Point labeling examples
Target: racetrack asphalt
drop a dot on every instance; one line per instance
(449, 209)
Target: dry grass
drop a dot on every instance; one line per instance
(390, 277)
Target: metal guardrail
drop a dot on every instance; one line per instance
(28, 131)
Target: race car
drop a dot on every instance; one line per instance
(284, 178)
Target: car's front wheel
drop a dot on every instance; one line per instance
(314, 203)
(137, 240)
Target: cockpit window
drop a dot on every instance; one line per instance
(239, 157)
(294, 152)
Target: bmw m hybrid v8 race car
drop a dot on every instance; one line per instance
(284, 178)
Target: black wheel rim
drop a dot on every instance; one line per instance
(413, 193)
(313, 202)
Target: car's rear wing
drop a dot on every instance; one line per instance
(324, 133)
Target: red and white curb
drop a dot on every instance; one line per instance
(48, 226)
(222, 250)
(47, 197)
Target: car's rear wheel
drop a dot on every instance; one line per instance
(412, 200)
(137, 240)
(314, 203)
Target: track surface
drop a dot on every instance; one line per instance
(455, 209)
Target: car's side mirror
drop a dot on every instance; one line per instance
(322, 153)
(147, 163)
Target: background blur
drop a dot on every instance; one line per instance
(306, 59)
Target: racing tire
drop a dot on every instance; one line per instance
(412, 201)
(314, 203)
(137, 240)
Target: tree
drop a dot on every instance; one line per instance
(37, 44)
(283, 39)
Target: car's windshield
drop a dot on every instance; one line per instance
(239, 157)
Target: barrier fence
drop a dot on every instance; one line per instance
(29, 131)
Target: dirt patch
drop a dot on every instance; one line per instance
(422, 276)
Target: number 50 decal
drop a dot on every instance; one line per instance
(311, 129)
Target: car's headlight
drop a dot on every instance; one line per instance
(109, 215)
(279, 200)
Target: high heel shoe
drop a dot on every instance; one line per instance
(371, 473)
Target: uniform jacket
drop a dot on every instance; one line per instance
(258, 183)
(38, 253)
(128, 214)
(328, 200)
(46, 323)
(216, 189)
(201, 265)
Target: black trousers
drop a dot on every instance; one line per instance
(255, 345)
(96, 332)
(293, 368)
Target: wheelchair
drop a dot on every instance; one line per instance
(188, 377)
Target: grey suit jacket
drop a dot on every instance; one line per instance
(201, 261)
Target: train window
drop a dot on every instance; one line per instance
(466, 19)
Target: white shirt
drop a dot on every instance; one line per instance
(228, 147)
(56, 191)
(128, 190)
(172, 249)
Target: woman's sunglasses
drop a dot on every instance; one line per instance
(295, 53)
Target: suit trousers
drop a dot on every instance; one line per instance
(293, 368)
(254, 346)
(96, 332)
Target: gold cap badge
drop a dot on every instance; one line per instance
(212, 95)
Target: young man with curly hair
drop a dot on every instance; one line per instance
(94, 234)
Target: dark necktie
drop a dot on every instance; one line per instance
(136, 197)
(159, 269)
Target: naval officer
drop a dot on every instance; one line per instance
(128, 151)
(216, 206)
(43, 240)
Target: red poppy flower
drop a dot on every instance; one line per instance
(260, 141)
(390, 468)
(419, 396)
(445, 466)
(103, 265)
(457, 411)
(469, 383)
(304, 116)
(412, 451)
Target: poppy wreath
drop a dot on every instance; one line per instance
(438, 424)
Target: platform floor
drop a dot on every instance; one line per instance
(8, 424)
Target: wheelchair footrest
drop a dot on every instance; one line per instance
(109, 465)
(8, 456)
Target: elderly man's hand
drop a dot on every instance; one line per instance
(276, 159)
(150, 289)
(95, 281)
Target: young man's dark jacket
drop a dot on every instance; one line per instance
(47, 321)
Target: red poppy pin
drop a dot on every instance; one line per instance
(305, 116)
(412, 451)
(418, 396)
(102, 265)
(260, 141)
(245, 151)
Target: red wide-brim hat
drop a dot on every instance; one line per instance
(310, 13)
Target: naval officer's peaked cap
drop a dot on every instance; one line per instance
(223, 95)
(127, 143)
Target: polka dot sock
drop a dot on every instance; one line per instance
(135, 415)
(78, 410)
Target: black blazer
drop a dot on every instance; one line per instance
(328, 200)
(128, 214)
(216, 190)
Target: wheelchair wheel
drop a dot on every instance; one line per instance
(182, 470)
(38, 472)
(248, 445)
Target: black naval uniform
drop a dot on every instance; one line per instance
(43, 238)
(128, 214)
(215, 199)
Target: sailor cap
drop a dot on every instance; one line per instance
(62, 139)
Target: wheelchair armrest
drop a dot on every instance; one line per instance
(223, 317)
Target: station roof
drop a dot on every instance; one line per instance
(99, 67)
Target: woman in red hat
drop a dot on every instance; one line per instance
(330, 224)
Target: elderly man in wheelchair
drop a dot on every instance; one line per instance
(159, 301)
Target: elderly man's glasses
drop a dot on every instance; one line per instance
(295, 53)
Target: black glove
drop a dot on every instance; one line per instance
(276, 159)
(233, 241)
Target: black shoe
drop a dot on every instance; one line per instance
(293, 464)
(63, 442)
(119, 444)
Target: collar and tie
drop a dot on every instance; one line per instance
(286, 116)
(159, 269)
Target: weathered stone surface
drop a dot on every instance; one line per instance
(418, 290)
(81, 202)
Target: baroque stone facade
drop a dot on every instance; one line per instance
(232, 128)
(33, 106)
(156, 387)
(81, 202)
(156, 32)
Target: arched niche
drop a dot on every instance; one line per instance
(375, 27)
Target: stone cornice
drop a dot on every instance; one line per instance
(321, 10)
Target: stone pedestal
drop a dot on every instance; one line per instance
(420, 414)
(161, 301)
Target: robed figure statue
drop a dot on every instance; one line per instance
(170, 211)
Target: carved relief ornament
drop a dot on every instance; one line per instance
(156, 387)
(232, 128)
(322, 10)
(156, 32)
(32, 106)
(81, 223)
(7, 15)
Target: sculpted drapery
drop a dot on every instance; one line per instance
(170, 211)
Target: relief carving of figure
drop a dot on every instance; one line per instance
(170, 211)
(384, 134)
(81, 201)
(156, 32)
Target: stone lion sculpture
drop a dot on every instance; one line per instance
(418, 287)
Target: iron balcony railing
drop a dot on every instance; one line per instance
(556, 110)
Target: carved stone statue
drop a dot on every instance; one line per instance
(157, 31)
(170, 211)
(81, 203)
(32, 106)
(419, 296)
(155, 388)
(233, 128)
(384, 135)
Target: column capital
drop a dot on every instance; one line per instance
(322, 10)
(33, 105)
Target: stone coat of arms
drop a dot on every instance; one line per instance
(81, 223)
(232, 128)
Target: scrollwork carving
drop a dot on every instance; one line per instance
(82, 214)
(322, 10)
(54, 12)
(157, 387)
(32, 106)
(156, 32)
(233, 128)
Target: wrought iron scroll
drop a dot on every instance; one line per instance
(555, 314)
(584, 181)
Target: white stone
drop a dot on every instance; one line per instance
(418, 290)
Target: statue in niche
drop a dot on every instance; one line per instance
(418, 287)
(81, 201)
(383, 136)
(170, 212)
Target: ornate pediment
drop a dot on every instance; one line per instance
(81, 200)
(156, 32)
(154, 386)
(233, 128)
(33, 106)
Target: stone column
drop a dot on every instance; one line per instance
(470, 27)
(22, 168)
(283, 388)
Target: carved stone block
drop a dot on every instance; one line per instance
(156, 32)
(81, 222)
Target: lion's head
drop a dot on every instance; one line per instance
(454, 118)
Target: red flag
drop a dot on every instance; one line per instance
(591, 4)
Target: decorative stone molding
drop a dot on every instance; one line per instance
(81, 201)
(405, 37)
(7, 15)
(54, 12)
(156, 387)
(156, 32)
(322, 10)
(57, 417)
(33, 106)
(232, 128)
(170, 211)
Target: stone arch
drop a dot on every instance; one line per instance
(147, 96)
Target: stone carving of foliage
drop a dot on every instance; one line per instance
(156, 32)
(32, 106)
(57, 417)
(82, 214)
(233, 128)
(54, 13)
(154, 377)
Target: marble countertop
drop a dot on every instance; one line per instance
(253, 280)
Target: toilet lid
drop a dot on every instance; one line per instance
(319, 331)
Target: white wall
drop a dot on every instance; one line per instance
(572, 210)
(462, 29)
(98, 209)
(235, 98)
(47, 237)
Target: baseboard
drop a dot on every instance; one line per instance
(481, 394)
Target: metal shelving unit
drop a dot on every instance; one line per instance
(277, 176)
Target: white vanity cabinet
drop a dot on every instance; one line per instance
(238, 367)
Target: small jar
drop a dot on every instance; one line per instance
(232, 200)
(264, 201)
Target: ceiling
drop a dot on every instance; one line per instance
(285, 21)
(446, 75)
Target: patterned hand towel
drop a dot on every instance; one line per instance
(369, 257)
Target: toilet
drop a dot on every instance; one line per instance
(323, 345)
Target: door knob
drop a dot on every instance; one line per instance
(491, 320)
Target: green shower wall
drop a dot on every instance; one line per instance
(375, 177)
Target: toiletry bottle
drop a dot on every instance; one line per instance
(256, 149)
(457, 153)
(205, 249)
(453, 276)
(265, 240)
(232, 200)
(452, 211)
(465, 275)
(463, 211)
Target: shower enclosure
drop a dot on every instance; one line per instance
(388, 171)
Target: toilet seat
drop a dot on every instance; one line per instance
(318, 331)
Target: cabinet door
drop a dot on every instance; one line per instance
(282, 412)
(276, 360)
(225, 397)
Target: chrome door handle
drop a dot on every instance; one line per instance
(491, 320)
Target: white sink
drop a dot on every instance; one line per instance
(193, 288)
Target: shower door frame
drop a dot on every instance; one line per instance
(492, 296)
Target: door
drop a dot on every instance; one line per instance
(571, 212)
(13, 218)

Given instruction:
Reproduce exactly the line that holds "Target: small jar", then every line after it, ending with the final line of the records above.

Task output:
Target: small jar
drop a dot on every instance; one line per instance
(232, 200)
(264, 201)
Target: ceiling
drop a dot on every instance; one line per instance
(285, 21)
(446, 75)
Target: patterned hand towel
drop a dot on every instance; one line per instance
(369, 257)
Target: toilet
drop a dot on every instance; one line per instance
(323, 345)
Target: door knob
drop a dot on every instance; one line per instance
(491, 320)
Target: green shower wall
drop a dot on every instance; one line per instance
(375, 177)
Target: toiletry bottle
drop a dot on every instance; one line per instance
(256, 149)
(457, 153)
(205, 249)
(453, 276)
(265, 240)
(232, 200)
(452, 211)
(465, 275)
(463, 211)
Target: shower enclosure
drop a dot on every instance; one line per instance
(388, 171)
Target: toilet seat
drop a dot on every instance; one line per instance
(318, 331)
Target: cabinet door
drop a dot on every instance; one line per instance
(282, 412)
(276, 360)
(225, 397)
Target: chrome door handle
drop a dot on every instance; one line per instance
(491, 320)
Target: white sink
drop a dot on every instance; one line per instance
(193, 288)
Target: shower door frame
drop a dot on every instance; one line per instance
(492, 296)
Target: door
drop a dot on every instance; one line per instance
(571, 212)
(13, 218)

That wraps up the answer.